::: Extracted data
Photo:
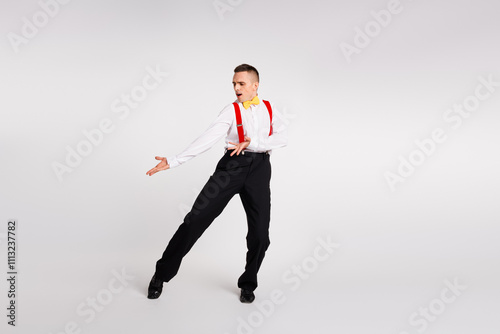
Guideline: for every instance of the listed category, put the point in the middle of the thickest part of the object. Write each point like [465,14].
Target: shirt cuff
[253,145]
[172,162]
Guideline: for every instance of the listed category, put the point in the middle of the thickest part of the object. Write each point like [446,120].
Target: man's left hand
[239,147]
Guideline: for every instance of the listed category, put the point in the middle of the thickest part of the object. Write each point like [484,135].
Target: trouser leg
[256,199]
[213,198]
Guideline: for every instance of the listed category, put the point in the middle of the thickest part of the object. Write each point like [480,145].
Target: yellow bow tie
[247,104]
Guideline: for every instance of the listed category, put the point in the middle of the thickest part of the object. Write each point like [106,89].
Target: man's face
[245,86]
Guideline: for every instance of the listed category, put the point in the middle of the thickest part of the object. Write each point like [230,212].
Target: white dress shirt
[256,125]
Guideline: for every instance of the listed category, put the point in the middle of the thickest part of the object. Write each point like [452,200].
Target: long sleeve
[217,130]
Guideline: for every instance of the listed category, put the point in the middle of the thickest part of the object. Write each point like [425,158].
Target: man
[252,130]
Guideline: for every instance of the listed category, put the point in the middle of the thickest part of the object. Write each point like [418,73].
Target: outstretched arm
[163,165]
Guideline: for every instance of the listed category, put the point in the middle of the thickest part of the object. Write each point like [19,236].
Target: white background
[349,123]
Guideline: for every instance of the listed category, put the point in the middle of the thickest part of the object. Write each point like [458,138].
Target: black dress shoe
[247,296]
[155,288]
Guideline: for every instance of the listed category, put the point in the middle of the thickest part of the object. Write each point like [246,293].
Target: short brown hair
[247,68]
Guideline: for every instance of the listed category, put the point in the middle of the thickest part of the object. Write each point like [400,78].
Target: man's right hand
[161,166]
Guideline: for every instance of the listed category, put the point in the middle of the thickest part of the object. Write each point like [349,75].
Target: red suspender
[268,105]
[239,123]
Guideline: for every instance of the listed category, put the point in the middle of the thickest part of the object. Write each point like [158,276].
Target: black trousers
[248,175]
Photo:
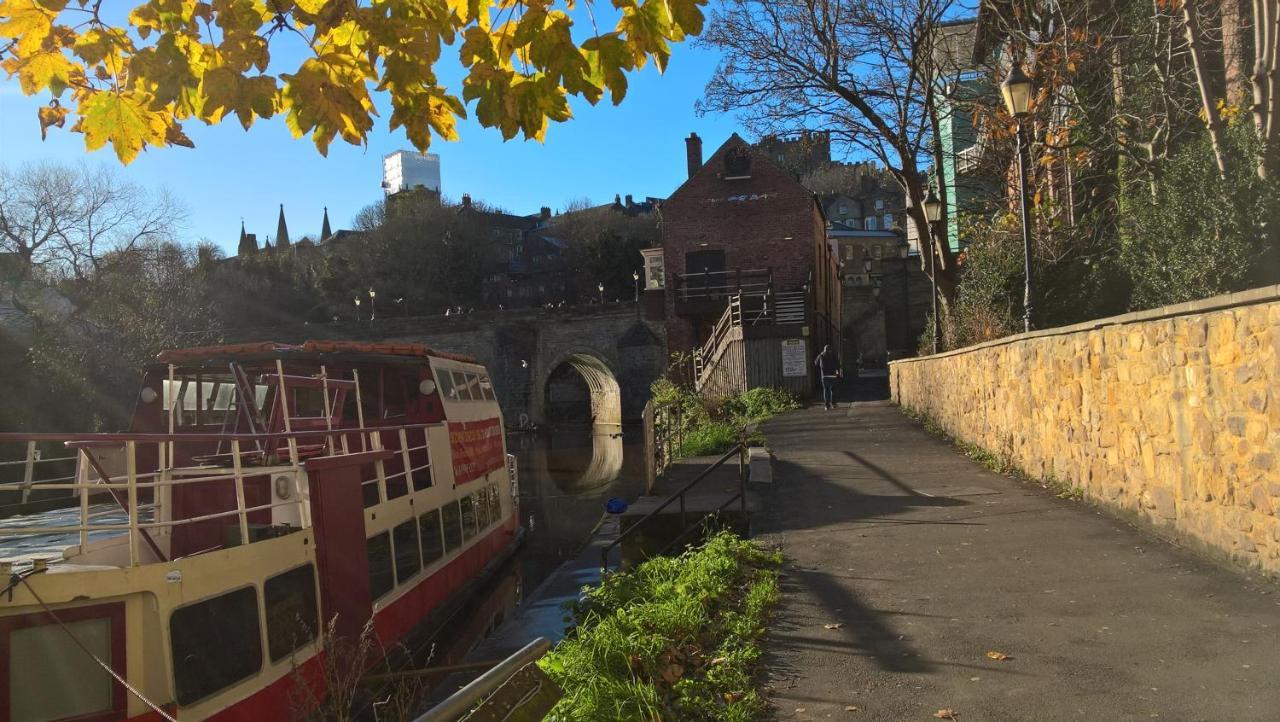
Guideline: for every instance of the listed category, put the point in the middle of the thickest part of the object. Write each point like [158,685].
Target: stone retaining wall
[1173,414]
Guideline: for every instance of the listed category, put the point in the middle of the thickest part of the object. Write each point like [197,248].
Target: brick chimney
[694,152]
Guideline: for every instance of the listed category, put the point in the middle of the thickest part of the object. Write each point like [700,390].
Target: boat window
[380,576]
[469,517]
[452,526]
[433,543]
[481,508]
[494,506]
[50,677]
[291,611]
[487,389]
[407,561]
[215,644]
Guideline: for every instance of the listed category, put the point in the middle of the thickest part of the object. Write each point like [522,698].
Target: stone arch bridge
[611,351]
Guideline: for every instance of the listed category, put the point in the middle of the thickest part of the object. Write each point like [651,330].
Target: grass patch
[676,638]
[1000,464]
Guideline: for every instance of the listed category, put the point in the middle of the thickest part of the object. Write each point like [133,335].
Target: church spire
[282,232]
[247,245]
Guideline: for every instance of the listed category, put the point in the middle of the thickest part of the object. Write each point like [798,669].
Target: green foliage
[709,438]
[711,426]
[759,403]
[1200,236]
[671,639]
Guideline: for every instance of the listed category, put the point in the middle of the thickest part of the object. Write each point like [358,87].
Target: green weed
[676,638]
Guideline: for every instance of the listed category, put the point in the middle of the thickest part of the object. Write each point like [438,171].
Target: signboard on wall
[795,360]
[476,448]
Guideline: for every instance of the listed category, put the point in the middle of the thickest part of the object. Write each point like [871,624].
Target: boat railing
[137,473]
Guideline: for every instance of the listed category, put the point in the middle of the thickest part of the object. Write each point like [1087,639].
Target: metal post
[240,493]
[1027,227]
[933,286]
[131,470]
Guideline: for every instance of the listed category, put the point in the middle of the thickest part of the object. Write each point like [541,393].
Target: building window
[382,576]
[433,542]
[291,611]
[452,526]
[215,644]
[407,561]
[654,274]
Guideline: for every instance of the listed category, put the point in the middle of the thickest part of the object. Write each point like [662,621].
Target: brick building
[744,228]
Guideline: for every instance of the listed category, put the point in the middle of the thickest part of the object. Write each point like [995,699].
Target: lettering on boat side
[476,448]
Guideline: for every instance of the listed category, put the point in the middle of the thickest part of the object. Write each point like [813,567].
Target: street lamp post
[932,213]
[904,252]
[1018,88]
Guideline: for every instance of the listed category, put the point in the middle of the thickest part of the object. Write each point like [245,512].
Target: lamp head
[1016,90]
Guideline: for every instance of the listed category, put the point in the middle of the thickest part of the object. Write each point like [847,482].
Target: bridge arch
[602,389]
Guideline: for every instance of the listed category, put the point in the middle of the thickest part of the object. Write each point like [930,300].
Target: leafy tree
[135,82]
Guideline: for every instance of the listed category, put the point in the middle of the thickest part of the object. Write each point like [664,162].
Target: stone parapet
[1173,414]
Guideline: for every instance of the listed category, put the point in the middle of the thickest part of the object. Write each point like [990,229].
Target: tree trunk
[1194,42]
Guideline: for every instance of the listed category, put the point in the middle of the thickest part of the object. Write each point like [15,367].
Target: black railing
[740,497]
[716,284]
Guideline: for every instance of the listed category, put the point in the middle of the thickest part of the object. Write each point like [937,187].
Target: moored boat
[263,493]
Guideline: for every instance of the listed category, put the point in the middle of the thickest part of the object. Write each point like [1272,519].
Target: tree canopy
[133,83]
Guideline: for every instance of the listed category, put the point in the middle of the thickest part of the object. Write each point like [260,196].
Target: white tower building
[403,170]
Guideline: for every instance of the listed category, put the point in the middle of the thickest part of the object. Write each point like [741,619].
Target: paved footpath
[927,562]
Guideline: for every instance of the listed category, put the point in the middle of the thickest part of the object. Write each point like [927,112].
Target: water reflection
[566,475]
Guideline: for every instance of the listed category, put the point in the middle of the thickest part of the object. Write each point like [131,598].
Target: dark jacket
[827,364]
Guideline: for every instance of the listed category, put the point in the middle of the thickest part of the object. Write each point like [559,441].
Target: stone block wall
[1173,414]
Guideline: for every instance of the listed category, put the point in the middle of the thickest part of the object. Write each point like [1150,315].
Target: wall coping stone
[1251,297]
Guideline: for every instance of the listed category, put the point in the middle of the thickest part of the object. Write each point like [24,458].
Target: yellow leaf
[120,119]
[227,91]
[26,22]
[328,97]
[42,69]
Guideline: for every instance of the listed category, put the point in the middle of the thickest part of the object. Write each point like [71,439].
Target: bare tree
[63,220]
[864,71]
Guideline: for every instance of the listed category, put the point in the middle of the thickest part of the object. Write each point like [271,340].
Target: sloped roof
[305,348]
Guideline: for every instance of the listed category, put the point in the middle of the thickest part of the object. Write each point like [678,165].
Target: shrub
[671,639]
[709,438]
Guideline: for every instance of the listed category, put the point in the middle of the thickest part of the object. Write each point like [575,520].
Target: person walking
[828,368]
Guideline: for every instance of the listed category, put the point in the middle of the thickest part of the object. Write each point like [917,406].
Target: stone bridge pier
[548,365]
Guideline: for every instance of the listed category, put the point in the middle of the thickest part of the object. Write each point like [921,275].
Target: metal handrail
[462,700]
[740,449]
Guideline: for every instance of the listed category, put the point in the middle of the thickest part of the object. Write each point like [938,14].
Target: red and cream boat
[263,493]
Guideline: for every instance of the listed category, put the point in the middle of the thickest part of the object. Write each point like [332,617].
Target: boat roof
[314,348]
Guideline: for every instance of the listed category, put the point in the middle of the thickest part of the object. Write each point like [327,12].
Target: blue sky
[635,147]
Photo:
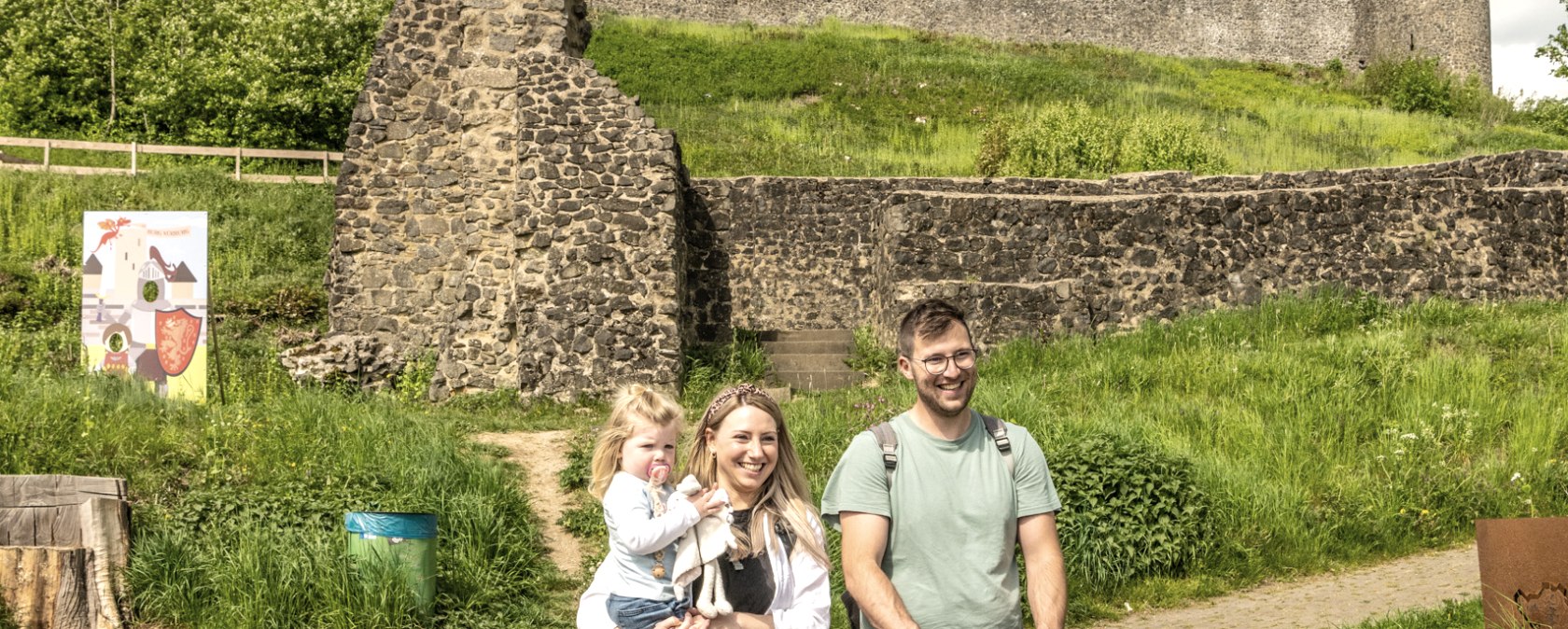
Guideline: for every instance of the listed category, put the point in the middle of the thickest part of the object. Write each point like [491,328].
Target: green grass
[837,99]
[1327,430]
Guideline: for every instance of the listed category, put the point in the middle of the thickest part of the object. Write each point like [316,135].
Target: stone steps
[811,359]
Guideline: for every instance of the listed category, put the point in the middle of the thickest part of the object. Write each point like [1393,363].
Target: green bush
[1127,510]
[579,463]
[1548,115]
[1074,140]
[1420,83]
[1413,83]
[869,355]
[1166,142]
[712,366]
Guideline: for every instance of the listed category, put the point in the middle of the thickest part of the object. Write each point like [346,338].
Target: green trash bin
[406,540]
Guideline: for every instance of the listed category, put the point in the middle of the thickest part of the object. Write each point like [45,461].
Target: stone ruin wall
[1039,256]
[507,207]
[510,211]
[1313,32]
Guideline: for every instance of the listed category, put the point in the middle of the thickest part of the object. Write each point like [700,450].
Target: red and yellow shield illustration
[177,334]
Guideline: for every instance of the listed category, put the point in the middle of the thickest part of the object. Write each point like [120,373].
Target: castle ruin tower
[505,207]
[1455,32]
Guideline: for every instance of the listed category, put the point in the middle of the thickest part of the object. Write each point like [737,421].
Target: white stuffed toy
[703,548]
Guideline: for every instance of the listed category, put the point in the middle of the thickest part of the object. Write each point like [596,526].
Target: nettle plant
[1129,510]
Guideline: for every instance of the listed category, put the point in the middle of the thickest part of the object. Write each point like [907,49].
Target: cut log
[46,587]
[57,490]
[105,530]
[63,550]
[41,525]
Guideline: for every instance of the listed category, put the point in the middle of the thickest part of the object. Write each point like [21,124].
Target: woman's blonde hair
[632,405]
[784,497]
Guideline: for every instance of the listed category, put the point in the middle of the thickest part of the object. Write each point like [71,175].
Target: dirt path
[543,455]
[1330,599]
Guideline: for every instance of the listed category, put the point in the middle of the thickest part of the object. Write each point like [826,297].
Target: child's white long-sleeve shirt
[636,535]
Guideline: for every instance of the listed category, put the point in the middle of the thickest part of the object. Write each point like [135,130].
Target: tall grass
[239,509]
[1452,615]
[1330,430]
[1327,430]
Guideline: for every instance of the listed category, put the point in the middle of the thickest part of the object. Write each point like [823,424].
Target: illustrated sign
[145,299]
[1523,571]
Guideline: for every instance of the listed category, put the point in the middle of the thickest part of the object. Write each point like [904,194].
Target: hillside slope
[839,99]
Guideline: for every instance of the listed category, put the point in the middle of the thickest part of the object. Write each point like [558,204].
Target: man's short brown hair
[927,319]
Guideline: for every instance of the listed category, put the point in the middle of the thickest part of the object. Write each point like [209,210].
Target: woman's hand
[691,622]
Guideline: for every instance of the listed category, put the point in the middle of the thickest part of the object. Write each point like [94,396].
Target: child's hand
[657,472]
[706,504]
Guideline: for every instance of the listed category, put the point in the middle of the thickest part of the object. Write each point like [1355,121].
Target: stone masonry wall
[1044,264]
[509,209]
[1264,30]
[793,253]
[797,253]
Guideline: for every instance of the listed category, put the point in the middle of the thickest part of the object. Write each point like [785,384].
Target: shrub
[1166,142]
[710,366]
[1548,115]
[1413,83]
[869,355]
[1072,140]
[1127,510]
[1418,83]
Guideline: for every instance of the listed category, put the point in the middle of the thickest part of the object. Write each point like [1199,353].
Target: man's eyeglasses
[938,364]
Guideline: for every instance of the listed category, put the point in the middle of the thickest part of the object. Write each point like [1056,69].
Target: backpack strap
[889,444]
[1000,435]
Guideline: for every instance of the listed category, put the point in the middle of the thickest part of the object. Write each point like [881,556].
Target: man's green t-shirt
[954,518]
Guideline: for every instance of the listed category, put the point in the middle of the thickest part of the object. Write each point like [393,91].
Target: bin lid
[408,525]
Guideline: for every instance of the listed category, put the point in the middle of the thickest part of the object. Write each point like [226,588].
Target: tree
[1556,50]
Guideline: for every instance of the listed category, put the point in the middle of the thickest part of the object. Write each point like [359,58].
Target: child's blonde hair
[632,403]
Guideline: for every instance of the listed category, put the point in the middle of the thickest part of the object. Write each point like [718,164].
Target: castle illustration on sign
[145,299]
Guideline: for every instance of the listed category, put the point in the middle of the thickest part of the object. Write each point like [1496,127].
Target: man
[931,545]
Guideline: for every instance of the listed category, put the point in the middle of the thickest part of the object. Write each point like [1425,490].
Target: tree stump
[63,550]
[46,587]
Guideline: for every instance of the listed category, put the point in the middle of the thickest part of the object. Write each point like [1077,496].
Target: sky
[1519,27]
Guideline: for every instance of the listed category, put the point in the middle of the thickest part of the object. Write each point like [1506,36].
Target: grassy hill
[1297,437]
[837,99]
[1308,433]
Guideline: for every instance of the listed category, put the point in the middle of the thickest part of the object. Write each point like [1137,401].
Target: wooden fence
[163,149]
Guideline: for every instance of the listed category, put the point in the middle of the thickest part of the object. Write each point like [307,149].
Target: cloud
[1524,21]
[1519,27]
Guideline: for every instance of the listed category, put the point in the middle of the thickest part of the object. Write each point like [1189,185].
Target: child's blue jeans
[643,614]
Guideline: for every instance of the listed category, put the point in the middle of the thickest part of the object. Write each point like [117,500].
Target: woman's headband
[739,389]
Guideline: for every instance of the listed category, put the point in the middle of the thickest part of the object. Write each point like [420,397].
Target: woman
[778,578]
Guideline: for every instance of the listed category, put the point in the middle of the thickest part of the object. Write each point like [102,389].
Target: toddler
[641,510]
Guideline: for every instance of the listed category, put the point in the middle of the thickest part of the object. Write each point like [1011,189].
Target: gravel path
[1328,599]
[541,456]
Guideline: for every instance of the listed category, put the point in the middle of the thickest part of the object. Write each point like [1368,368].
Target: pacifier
[657,472]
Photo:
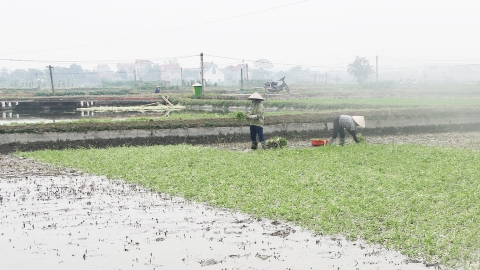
::::::
Exercise prompt: Identify every line in the entries above that contains the word "metal", and copy each one. Case counts.

Correct result:
Target: metal post
Target: metal handrail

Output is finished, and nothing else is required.